## Selected passage
# Only one frozen embryo - what are the chances of a BFP?



## Purple80 (Nov 24, 2009)

Hi all,

It has been a few years since I have been on this site. To cut a long story short, I underwent PGD in November 2009 and we were blessed with a beautiful daughter in August 2010. 

We have one frozen blast and after 4 years of waiting and saving we have a meeting with the Consultant at Guys Hospital in London, on 18th August.

Can anyone advise what will happen at this appointment and what the procedure for FET is? Also, does anyone have any experience of getting a BFP with just one ickle embryo? 

Thank you all


----------



## mierran (Apr 24, 2009)

Can't say re appt - you are better looking on section for hospital. Try here.

http://www.fertilityfriends.co.uk/forum/index.php?board=345.0

however re your embie misty b has just had a little girl from her solitary embie. It can and does happen, and if you don't you will always wonder what if.

It depends largely on how your embie is frozen. Success rates much higher when vitrification used so worth asking.

Good luck


----------



## bundles (Jul 16, 2011)

Hi Angel   I have a ff who nearly didn't bother going back for her frostie as "it was only one" and now she's a beautiful two year old !! I also know someone on her 2ww with a single frostie which is coming up with some faint lines on poas  
I couldn't bear to leave one, it just wouldn't seem right. 
Good luck
xx


----------



## wibble-wobble (Apr 16, 2011)

My 1 frostie is currently doing backflips and somersaults in my belly 

It  is nerve wracking getting to transfer day knowing you have just 1 chance and the hours drag between getting the call to give permission to defrost and the call to say everything is OK. But this is probably the same for women with multiple frosties.

Don't give up hope on your 1, the fact that it was good enough to freeze  in the first place is an indication that it is a little fighter.

Having more frosties isn't a guarantee you'll make it to transfer, I've heard of women having 4 defrosted and none making it.

All you can do is stay hopeful 1 is all you need and it does work out for some of us


----------



## marionm (Jul 20, 2010)

Hi there,

It's so nice to read positive stories about the wee frosties! 
We are having a natural fet in the next few weeks...I'm feeing very positive about it all & have everything crossed that our wee frostie is a fighter...

Marion


----------



## Jam&amp;Cream (Jan 27, 2013)

I too am thrilled to hear all these lovely stories. 
My one and only fet is hopefully rejoining us next Friday. 
Fingers crossed I'm as lucky as others. X


----------



## Purple80 (Nov 24, 2009)

Thank you all for the replies. As others have said, it's nice to read positive stories.  It gives us all hope and belief.  
I'm quite nervous about going through the whole process again,  although I know it's not nearly as intense as a fresh cycle. I'm glad to be finally starting fet though, been wanting to for ages,  because like you ladies said,  I wasn't giving up on our little frostie. Life just kept getting in the way! If it's strong like it's sister then it's a fighter!


----------



## Jeco83 (Jul 26, 2014)

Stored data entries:
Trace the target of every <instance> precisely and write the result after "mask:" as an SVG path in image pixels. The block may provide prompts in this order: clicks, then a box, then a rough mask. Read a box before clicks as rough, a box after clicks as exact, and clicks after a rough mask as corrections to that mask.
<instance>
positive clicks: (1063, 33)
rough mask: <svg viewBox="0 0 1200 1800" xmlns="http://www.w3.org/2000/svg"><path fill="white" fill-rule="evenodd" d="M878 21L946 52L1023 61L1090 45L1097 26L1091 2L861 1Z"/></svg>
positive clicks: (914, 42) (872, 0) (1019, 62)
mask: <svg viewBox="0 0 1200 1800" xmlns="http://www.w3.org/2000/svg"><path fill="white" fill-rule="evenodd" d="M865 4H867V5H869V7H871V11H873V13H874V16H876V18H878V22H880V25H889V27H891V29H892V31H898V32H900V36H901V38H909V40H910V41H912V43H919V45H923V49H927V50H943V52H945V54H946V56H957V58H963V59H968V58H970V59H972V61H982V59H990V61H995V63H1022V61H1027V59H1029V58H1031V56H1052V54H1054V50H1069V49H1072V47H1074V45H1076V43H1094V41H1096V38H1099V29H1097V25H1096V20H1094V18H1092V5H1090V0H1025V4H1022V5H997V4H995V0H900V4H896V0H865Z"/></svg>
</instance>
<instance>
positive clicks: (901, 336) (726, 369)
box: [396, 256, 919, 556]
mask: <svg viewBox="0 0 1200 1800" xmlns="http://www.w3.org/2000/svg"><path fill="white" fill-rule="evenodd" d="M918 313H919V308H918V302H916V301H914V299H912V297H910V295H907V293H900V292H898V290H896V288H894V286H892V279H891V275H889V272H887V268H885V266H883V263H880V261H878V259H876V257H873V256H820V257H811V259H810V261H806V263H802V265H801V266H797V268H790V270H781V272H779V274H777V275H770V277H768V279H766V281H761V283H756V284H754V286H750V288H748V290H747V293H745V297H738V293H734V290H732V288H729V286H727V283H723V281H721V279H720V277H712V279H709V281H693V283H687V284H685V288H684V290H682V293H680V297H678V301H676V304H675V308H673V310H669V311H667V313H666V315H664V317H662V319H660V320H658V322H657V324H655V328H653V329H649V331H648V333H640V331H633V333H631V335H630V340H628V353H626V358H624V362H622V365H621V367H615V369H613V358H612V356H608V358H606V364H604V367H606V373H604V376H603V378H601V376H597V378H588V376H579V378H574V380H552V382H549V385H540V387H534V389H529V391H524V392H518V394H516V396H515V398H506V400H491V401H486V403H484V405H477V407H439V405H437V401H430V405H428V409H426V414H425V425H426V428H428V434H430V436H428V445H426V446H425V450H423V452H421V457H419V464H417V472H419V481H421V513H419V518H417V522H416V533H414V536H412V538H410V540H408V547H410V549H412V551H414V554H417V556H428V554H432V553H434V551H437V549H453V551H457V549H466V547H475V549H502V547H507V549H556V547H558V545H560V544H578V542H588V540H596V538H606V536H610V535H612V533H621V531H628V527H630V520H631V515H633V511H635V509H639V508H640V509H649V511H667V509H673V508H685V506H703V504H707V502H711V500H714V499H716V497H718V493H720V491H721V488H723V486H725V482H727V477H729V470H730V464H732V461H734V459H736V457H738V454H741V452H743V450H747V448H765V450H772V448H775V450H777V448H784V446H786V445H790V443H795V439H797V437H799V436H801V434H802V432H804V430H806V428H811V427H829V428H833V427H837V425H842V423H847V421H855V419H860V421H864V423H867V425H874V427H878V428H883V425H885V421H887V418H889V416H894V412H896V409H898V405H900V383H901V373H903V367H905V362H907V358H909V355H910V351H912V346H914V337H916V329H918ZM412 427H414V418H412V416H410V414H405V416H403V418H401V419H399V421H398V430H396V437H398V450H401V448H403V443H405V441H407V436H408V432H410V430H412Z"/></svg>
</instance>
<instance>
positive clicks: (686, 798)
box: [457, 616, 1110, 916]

## Instructions
1. According to the forum thread about a single frozen embryo, which freezing method gives much higher success rates?
2. Carry on the forum thread about a single frozen embryo from the point where it stops.

## Set of answers
1. Vitrification.

2.
Hi Angel2014, we are in the same position with only one left, its seems like a huge gamble doesn't it! But its good to know that were not alone in our decision to risk it. 
I was quite keen on doing a natural FET as I've just had a failed medicated FET but the clinic I am with aren't too happy about doing natural cycle transfers and with their track record of cancelling appointments on me I think a medicated cycle is probably best. 

I was on a long medicated cycle before which included down regulation. I'd be really interested if anyone can let me know if its possible to do a shorter medicated cycle , Or does it have to be the long process?

Good luck to everyone going through their FET's!


----------



## Jam&amp;Cream (Jan 27, 2013)

*Jeco*, I'm having our one and only frozen one put back next week. I'm having medicated but I haven't had to down reg or anything. I'm on Evorel HRT patches, I started these on the first day of my last period and will keep using them until we know the result. 
Best of luck to you. X


----------



## Jeco83 (Jul 26, 2014)

Jam&cream that sounds a lot easier than what I did! I am going to mention that to them at our next appointment. Thanks x


----------



## Jam&amp;Cream (Jan 27, 2013)

*Jeco*, they're much easier, I've been a bit irritable but nothing like last time. I'd ask away. X


----------



## Purple80 (Nov 24, 2009)

I've no idea if I'll be having natural or medicated.  Hopefully what ever is quickest as our storage period expire in November!


----------



## Jam&amp;Cream (Jan 27, 2013)

*Angel*, I was going to be having a natural cycle but because it didn't show I'd ovulated on the pee sticks every month I had to do a medicated. Mine has been really easy though so I'm not fussed. X


----------



## bundles (Jul 16, 2011)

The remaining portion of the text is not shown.